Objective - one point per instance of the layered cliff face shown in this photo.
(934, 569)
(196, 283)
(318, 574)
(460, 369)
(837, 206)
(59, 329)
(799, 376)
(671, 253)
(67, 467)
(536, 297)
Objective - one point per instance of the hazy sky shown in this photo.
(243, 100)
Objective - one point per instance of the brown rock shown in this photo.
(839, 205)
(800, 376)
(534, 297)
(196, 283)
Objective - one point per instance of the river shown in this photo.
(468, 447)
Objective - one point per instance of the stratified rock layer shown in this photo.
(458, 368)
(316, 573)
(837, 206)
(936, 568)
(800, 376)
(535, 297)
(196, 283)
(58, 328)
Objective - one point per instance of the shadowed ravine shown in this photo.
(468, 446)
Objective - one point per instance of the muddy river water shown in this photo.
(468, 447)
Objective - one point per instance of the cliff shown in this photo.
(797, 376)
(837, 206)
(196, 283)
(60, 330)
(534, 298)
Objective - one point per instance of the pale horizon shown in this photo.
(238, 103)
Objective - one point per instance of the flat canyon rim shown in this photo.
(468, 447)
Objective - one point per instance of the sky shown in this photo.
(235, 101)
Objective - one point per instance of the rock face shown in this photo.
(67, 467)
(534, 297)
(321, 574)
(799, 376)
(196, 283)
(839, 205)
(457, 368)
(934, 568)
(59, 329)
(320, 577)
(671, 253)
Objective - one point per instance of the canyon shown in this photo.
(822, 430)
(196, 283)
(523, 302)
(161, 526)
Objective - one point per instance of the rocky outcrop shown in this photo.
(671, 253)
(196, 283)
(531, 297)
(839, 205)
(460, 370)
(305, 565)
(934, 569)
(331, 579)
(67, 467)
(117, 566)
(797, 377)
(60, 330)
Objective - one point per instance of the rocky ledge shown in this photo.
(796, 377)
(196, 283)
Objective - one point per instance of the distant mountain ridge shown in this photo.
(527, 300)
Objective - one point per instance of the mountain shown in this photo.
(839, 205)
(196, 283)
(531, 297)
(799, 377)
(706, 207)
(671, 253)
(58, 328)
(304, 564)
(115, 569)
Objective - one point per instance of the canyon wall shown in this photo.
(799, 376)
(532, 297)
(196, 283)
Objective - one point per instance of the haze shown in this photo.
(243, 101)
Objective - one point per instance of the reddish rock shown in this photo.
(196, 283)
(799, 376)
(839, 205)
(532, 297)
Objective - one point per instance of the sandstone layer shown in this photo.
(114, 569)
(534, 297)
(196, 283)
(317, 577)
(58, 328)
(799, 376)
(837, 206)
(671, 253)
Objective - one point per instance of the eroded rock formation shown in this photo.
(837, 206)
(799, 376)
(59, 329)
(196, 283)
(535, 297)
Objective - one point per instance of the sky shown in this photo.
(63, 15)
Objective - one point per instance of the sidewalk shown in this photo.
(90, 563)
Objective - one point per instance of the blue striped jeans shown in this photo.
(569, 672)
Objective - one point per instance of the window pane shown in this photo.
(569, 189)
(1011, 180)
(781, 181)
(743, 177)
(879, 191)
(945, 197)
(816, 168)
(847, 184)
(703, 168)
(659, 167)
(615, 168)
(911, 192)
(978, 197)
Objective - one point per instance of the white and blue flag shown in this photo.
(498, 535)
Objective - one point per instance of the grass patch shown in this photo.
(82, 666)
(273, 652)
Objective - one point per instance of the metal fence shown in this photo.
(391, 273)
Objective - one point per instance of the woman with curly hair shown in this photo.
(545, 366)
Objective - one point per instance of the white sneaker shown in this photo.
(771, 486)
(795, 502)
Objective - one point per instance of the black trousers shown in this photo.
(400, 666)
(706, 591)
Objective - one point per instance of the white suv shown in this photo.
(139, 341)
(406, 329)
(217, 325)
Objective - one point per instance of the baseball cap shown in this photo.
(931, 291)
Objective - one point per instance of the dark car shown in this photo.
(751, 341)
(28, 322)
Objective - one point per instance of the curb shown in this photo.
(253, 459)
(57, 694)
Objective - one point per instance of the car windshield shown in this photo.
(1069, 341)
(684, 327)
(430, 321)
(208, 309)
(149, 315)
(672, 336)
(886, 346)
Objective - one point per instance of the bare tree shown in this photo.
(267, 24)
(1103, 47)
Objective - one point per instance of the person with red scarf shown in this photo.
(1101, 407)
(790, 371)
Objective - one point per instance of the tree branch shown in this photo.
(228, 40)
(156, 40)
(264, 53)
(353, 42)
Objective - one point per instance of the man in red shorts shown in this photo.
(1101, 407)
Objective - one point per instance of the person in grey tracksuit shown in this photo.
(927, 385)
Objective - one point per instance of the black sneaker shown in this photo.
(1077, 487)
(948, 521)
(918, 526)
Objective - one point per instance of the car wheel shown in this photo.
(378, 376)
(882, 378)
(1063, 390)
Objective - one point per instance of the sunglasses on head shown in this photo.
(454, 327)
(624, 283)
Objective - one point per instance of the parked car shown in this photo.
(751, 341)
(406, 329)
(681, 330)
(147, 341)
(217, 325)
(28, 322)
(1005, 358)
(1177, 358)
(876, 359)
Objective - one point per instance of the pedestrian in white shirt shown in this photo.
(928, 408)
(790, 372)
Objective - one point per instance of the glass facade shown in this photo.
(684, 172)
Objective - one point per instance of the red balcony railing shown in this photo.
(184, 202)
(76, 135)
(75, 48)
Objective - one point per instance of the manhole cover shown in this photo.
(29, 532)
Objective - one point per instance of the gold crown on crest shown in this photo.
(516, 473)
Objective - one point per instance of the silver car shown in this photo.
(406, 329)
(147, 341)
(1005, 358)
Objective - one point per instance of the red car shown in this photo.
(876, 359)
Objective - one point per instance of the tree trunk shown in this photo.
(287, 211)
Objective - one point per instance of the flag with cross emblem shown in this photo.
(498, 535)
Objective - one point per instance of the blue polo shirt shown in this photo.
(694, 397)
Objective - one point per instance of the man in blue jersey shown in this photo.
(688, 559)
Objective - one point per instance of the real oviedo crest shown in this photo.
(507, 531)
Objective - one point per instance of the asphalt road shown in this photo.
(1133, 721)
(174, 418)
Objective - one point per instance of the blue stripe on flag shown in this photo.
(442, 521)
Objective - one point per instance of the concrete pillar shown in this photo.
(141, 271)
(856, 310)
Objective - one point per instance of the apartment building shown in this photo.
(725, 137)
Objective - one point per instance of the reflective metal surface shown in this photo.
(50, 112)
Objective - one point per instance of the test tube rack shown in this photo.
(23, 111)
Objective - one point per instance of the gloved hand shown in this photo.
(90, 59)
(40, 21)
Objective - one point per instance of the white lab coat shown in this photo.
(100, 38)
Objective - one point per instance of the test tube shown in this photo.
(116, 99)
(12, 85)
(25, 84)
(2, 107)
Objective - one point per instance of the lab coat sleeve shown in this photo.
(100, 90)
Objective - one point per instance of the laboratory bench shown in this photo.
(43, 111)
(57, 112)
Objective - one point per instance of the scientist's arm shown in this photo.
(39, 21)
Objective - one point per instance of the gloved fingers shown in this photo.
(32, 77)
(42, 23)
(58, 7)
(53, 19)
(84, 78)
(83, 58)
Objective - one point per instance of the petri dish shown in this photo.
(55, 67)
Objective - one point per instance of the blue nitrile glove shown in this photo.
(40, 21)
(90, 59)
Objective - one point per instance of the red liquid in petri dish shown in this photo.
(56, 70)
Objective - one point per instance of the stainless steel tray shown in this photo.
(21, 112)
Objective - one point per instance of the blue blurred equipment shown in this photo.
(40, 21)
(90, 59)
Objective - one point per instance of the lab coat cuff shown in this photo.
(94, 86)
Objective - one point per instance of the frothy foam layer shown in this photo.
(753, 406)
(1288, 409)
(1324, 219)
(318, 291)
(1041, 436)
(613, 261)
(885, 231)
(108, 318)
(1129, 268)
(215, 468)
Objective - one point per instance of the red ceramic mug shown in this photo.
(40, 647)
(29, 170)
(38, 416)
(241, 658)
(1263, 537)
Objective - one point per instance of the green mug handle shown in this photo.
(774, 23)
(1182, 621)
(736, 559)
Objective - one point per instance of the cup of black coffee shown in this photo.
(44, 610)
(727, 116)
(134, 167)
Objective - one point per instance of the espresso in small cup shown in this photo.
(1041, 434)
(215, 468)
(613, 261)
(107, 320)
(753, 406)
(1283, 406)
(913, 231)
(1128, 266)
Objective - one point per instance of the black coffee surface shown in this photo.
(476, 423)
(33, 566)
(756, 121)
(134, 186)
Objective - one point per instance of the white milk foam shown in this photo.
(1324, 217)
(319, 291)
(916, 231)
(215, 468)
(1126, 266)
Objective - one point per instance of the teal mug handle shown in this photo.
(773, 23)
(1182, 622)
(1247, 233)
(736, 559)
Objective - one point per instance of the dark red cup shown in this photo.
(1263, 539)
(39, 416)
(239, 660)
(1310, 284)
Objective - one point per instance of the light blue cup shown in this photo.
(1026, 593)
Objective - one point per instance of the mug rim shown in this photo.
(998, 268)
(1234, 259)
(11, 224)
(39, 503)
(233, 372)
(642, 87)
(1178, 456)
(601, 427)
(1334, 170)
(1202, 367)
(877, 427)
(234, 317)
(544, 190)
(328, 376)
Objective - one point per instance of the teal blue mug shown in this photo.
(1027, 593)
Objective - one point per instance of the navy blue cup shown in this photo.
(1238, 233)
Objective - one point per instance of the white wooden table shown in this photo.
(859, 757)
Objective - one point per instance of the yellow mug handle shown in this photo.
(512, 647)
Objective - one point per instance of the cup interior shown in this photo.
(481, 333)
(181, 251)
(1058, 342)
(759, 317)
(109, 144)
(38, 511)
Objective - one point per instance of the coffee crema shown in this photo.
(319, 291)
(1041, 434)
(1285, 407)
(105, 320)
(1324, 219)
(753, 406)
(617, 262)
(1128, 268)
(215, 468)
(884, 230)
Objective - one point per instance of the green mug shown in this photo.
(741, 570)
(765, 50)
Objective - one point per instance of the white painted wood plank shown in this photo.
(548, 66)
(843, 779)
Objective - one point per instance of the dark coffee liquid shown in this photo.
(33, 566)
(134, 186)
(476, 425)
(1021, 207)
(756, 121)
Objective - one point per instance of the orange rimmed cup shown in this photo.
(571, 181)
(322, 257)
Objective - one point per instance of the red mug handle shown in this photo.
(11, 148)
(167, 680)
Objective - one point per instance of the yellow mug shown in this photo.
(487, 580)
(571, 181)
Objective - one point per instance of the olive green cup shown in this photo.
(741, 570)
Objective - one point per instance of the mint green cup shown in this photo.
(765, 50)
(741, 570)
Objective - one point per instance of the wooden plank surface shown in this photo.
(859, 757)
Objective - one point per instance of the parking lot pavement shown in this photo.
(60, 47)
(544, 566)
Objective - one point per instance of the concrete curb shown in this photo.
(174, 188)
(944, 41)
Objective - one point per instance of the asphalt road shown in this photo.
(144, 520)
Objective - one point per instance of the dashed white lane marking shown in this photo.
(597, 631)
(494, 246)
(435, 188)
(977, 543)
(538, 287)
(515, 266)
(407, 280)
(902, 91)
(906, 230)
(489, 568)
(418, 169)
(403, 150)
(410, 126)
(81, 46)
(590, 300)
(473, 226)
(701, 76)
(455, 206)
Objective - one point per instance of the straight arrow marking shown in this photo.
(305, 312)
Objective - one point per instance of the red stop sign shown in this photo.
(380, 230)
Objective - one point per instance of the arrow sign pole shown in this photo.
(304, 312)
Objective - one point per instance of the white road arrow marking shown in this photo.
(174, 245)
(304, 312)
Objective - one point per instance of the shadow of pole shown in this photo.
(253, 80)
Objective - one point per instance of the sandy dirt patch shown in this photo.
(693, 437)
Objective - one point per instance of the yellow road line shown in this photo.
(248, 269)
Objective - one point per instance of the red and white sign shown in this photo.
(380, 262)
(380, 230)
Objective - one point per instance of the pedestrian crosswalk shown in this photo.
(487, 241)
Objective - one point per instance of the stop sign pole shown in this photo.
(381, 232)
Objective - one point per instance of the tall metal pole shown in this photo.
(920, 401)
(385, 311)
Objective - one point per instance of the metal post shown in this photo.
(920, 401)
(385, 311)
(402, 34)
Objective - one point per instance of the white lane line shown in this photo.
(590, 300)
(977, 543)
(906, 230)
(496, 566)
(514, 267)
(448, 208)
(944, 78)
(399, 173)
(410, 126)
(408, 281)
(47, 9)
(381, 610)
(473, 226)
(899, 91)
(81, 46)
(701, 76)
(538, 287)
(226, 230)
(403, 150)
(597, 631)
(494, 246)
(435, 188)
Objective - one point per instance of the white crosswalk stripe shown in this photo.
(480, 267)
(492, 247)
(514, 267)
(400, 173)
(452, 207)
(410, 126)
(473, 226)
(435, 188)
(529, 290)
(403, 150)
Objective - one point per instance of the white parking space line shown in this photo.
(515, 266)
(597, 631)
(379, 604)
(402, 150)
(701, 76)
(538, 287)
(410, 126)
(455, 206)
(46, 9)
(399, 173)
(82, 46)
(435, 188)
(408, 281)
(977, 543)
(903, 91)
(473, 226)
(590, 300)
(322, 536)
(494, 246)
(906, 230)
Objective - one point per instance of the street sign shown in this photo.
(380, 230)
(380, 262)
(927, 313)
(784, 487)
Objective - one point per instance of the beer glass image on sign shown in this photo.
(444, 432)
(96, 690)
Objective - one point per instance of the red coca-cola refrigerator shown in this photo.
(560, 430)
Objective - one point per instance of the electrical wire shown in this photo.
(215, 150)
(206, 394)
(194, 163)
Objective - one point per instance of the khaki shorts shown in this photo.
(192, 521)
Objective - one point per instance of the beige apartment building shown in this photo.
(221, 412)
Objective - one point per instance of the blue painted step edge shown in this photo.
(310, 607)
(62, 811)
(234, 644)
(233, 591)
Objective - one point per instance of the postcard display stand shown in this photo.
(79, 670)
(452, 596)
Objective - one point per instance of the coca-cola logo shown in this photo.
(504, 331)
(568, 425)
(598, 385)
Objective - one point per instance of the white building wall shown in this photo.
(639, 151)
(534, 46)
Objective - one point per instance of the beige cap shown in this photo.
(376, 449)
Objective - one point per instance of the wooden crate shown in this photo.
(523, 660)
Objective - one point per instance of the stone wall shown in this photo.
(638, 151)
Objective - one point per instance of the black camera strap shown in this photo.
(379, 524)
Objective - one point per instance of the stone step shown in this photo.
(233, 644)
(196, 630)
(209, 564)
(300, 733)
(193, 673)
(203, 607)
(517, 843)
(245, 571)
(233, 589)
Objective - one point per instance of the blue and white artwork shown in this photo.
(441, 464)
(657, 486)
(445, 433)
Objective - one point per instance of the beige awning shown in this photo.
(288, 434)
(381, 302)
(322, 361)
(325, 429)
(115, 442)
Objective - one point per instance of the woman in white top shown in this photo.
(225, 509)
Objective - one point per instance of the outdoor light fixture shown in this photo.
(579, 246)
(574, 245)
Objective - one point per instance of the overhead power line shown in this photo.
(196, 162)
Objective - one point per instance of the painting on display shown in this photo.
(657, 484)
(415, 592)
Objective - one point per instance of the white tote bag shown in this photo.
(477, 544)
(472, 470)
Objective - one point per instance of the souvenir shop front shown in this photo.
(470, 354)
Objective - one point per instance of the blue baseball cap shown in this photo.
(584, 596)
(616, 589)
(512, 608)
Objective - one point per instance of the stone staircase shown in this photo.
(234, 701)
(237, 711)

##############################

Each line from the one containing "Objective - one point per instance of the souvenir" through the end of the material must be output exactly, and no other line.

▸ Result for this exercise
Objective - one point per instance of the souvenir shop front shown in this photo.
(470, 354)
Objective - one point per instance of the blue baseball cap shown in this photo.
(584, 596)
(616, 589)
(512, 608)
Objective - one point per instance of the stone staircase shown in this photo.
(234, 701)
(237, 711)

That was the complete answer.